* [Reading passage]:
········
Kevorkian attorney says dead body in car was message to doctors

SOUTHFIELD, Mich. (AP) Leaving a woman's body in a hospital parking lot was Dr. Jack Kevorkian's way of telling doctors to support his push for physician-assisted suicide, his attorney said.

''Prosecutor, get out; police, get out,'' attorney Geoffrey Fieger said Monday. ''Doctors at Beaumont Hospital, come on in. Step up. That's what we're saying.''

Esther Cohan, a 46-year-old former secretary who suffered from multiple sclerosis, was found dead Monday in the back seat of an old car parked outside William Beaumont Hospital in Royal Oak, a Detroit suburb.

Cohan, who lived in Skokie, Ill., died of carbon monoxide poisoning, said Oakland County Medical Examiner L.J. Dragovic, who ruled the death a homicide.

Her death was at least the 25th Kevorkian attended since 1990.

''As things went from bad to worse and I was nothing more than a bed veg, I knew it was time to say, 'See ya,' '' Cohan wrote in an Aug. 9 letter addressed ''to all.''

Her sister, Judy Cohan, who also attended the death, said Cohan backed Kevorkian even before her condition worsened 15 months ago. By then she had stopped working and could no longer even go to the bathroom unaided, her sister said.
········
* [Data for review]:
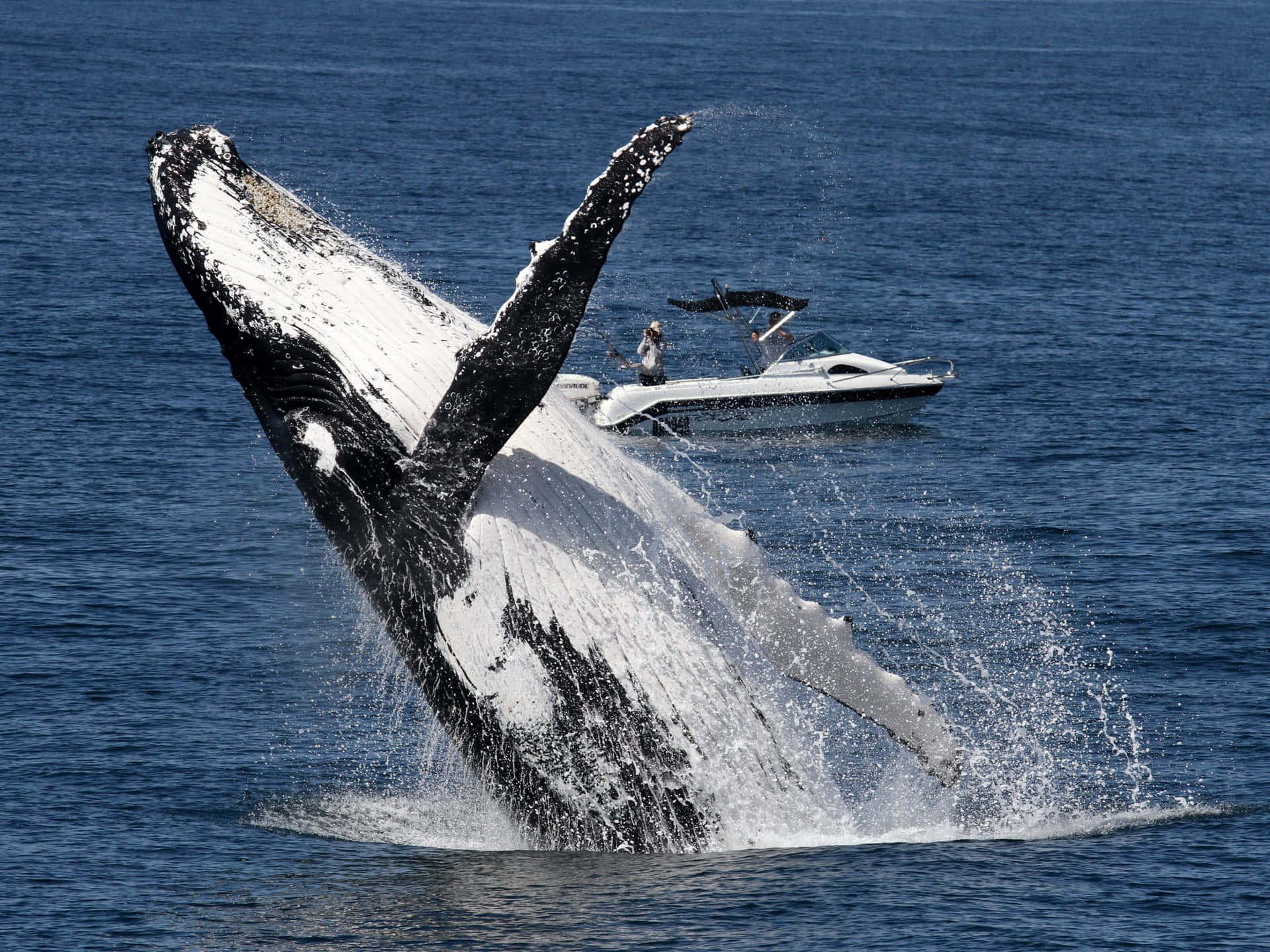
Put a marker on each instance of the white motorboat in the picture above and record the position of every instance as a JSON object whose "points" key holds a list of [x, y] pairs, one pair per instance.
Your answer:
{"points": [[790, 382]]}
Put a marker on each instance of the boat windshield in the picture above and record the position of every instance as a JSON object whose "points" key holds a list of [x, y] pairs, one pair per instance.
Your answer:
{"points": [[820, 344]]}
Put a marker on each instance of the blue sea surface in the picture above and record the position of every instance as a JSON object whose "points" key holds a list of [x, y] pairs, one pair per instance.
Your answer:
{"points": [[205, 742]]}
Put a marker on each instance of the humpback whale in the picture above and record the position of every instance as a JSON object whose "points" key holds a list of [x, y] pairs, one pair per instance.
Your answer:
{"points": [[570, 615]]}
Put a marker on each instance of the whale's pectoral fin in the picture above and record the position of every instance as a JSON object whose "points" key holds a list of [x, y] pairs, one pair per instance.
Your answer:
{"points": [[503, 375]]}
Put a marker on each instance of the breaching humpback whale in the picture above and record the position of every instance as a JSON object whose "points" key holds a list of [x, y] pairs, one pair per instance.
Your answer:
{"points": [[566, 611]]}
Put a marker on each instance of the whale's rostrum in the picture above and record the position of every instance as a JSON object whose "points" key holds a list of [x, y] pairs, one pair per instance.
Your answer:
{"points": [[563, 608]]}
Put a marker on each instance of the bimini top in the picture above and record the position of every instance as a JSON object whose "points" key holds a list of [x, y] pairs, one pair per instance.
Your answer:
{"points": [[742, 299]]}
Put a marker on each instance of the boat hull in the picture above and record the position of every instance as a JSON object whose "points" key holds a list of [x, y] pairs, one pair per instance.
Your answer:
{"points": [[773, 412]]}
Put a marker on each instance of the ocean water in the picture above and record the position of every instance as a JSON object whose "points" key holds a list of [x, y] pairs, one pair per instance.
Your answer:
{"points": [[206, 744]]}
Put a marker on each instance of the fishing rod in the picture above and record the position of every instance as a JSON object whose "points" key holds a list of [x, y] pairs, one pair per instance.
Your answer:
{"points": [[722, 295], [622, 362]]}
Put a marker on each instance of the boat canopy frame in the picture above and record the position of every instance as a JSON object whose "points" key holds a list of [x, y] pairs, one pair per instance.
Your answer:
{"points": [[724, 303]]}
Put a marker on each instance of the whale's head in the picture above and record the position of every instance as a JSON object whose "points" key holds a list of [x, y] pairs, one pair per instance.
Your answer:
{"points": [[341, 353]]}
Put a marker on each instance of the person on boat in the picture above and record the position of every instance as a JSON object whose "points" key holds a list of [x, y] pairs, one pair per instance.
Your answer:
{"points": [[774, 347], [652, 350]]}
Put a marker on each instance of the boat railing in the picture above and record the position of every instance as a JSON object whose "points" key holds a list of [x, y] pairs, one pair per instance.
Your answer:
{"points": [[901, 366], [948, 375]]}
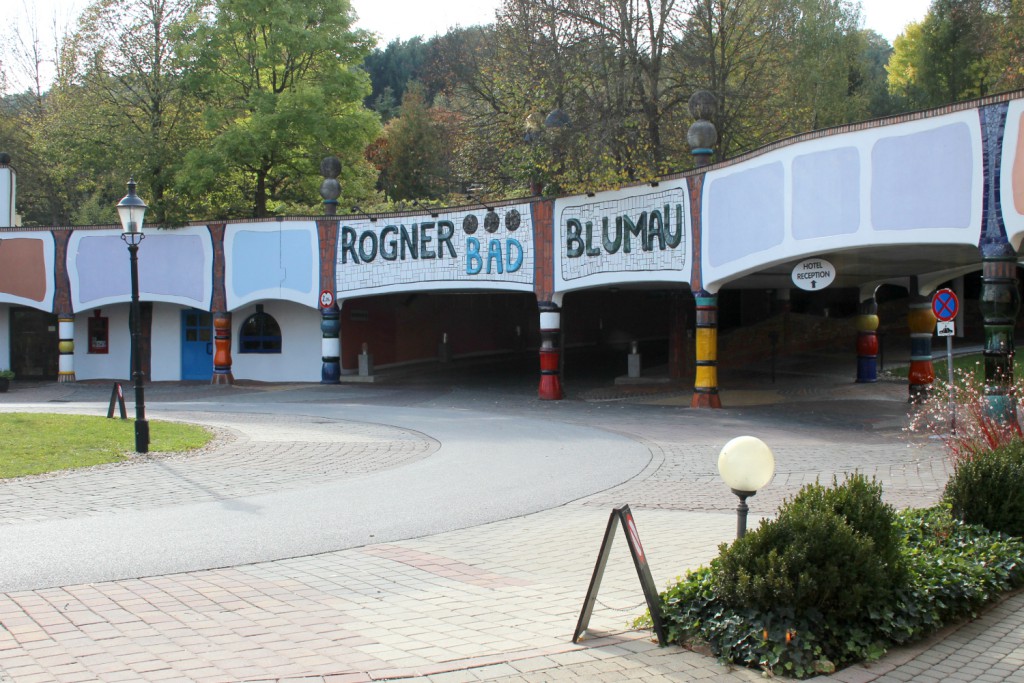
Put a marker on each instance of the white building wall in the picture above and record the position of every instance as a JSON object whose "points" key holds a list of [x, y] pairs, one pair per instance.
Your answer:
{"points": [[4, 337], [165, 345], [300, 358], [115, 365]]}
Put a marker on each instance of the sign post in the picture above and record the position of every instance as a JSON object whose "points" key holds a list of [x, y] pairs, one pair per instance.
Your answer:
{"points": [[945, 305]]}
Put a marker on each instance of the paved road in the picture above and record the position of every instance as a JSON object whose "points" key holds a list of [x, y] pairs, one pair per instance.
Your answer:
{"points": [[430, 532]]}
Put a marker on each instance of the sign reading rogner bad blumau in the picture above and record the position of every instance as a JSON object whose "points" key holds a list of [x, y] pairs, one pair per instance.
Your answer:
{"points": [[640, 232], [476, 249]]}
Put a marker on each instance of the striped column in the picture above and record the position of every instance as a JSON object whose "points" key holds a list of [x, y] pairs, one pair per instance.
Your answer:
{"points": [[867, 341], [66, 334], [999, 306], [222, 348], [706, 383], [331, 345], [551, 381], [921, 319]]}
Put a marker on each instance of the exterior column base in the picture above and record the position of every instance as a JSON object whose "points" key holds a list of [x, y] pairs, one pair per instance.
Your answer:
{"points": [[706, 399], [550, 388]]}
········
* [Questions]:
1. List every person the Kevorkian news article names.
2. Pick up the Kevorkian news article after its last sentence and continue it.
The records have no connection to the Kevorkian news article.

* [Solved tasks]:
1. Jack Kevorkian, Geoffrey Fieger, Esther Cohan, L.J. Dragovic, Judy Cohan

2.
Esther Cohan wanted ''to make a statement,'' her sister said. ''This was what she wanted and she was given the option to back out several times, and she refused.''

Kevorkian, who lost his medical license during his crusade, faces possible murder charges. The prosecutor's office said a decision on the Cohan case would await the police investigation.

Dr. Nancy Dickey, who serves on the board of the American Medical Association, said her group wants Kevorkian prosecuted. ''There is a fine, but definite line beyond which physicians should not go in actively taking a patient's life,'' she said.

A state ban on assisted suicide enacted in 1993 to stop Kevorkian was ruled unconstitutional on various grounds by lower courts. But the Michigan Supreme Court ruled last year that the Constitution does not include a right to assisted suicide, and that aiding suicide could be prosecuted under state common law. The U.S. Supreme Court refused to consider Kevorkian's appeal.

On Monday, a bill to permit assisted suicide was filed by state Sen. James Berryman. If passed by the Legislature, it would go to voters as a 1996 ballot measure.